Problem to solve - Retype the lines of the entries that open with the line containing "Is at least one sky" and close with the line containing "[0,0,335,146]", both lines included, with no changes.

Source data

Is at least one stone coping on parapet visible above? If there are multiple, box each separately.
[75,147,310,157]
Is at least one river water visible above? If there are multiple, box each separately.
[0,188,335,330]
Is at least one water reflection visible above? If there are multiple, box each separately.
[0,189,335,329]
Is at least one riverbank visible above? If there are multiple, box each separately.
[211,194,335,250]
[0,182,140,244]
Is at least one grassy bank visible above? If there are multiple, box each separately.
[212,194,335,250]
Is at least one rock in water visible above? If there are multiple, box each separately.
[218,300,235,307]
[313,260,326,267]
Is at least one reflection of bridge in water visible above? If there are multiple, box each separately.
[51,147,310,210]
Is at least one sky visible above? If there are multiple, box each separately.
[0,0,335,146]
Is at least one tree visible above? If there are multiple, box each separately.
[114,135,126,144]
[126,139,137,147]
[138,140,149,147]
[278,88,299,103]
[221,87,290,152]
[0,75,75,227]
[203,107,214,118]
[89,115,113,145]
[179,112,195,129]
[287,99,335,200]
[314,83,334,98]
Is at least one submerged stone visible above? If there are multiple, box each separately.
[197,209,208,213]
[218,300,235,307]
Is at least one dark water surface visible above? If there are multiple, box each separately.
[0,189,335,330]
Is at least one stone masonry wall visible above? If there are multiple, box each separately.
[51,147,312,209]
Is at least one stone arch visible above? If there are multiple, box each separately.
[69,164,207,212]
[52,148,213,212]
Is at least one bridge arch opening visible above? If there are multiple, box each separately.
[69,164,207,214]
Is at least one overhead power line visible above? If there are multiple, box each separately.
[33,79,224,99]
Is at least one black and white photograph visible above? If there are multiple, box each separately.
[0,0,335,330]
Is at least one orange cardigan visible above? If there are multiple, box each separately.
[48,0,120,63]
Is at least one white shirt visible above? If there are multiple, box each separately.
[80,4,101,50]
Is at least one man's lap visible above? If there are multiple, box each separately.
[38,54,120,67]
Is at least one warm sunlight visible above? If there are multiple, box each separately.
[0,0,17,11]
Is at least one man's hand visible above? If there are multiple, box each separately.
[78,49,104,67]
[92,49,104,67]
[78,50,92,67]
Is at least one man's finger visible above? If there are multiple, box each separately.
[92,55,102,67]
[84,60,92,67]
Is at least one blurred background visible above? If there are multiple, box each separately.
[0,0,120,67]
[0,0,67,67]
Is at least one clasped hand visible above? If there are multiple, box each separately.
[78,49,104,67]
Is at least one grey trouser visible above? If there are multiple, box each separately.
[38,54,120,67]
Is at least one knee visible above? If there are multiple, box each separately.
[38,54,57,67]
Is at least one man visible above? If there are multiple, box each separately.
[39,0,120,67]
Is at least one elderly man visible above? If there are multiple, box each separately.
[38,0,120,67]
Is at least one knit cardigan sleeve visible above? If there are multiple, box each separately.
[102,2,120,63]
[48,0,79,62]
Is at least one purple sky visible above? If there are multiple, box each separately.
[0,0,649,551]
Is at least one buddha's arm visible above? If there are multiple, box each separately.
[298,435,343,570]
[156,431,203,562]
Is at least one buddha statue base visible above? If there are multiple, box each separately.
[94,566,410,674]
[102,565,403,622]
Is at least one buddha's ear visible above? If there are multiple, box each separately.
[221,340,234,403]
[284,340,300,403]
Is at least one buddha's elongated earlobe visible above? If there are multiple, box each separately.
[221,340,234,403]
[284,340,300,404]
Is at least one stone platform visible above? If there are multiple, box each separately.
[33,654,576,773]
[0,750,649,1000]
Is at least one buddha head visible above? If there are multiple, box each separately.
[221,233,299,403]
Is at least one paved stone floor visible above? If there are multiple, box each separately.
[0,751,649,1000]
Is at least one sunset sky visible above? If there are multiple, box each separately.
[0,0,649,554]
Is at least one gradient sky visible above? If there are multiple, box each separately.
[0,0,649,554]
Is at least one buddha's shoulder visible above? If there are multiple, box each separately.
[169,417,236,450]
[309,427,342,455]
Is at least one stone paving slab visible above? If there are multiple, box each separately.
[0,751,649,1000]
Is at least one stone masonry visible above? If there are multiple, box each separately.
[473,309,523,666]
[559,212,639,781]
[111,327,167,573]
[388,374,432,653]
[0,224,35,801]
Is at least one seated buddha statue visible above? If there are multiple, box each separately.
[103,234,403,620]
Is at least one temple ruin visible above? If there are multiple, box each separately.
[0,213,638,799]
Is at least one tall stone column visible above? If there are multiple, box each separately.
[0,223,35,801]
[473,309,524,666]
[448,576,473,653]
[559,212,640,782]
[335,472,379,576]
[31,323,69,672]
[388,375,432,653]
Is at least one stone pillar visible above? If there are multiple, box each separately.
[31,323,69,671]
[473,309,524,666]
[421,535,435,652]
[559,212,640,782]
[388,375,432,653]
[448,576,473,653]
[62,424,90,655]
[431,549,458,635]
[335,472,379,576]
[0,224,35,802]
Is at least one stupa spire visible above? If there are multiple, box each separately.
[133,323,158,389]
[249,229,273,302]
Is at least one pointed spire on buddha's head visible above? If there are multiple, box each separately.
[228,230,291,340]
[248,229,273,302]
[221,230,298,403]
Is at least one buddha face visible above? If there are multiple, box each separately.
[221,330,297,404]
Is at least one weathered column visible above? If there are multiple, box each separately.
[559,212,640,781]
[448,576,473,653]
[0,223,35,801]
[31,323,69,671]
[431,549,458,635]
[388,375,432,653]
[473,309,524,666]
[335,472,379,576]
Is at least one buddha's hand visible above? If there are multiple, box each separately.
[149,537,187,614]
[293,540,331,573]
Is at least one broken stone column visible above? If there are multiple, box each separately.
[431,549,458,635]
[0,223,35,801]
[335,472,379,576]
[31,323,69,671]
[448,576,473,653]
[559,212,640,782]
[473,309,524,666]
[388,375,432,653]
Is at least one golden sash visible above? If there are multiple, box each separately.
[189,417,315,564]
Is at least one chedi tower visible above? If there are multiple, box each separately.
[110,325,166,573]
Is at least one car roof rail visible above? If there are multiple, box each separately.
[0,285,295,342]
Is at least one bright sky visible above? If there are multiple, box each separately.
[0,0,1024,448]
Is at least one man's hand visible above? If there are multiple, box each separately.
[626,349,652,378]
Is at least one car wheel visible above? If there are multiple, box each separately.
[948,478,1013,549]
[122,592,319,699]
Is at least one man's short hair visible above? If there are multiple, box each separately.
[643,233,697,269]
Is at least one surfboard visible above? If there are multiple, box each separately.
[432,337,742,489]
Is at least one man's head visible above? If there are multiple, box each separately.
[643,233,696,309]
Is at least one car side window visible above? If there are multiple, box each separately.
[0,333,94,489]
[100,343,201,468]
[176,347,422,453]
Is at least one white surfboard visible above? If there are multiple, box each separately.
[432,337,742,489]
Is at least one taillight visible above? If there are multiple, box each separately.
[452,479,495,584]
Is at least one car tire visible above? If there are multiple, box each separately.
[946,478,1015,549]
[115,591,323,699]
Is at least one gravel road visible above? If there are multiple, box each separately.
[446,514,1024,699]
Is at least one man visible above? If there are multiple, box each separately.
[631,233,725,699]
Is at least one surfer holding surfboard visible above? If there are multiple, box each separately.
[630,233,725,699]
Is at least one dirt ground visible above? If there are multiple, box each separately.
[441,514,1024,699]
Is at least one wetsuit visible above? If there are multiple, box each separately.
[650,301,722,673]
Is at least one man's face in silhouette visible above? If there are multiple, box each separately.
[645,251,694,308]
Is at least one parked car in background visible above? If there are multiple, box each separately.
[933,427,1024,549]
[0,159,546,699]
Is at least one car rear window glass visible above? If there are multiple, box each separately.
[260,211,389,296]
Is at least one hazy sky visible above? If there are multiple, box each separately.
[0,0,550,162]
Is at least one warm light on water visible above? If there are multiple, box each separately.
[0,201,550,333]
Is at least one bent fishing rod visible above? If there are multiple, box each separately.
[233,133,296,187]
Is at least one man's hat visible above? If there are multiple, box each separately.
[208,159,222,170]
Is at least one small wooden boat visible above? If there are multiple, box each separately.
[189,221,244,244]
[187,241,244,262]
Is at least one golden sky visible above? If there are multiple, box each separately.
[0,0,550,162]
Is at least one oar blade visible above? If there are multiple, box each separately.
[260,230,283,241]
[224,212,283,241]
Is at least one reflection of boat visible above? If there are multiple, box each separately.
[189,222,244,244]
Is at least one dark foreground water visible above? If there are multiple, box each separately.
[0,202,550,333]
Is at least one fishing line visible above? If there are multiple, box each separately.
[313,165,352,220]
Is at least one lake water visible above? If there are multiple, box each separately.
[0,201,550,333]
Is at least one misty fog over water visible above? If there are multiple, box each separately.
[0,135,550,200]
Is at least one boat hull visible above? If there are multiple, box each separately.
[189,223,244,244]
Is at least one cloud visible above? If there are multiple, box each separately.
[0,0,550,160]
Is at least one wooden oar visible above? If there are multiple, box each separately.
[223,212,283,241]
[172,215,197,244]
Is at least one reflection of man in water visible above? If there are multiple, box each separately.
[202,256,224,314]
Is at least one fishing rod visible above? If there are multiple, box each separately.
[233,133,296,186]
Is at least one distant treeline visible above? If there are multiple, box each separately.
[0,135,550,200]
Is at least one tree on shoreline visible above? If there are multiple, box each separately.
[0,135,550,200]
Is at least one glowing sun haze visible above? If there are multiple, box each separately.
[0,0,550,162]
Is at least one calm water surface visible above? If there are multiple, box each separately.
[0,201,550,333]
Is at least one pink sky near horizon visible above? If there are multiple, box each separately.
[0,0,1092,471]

Task result -
Is at least one sky visible above? If there are multiple, box each separately.
[0,0,335,146]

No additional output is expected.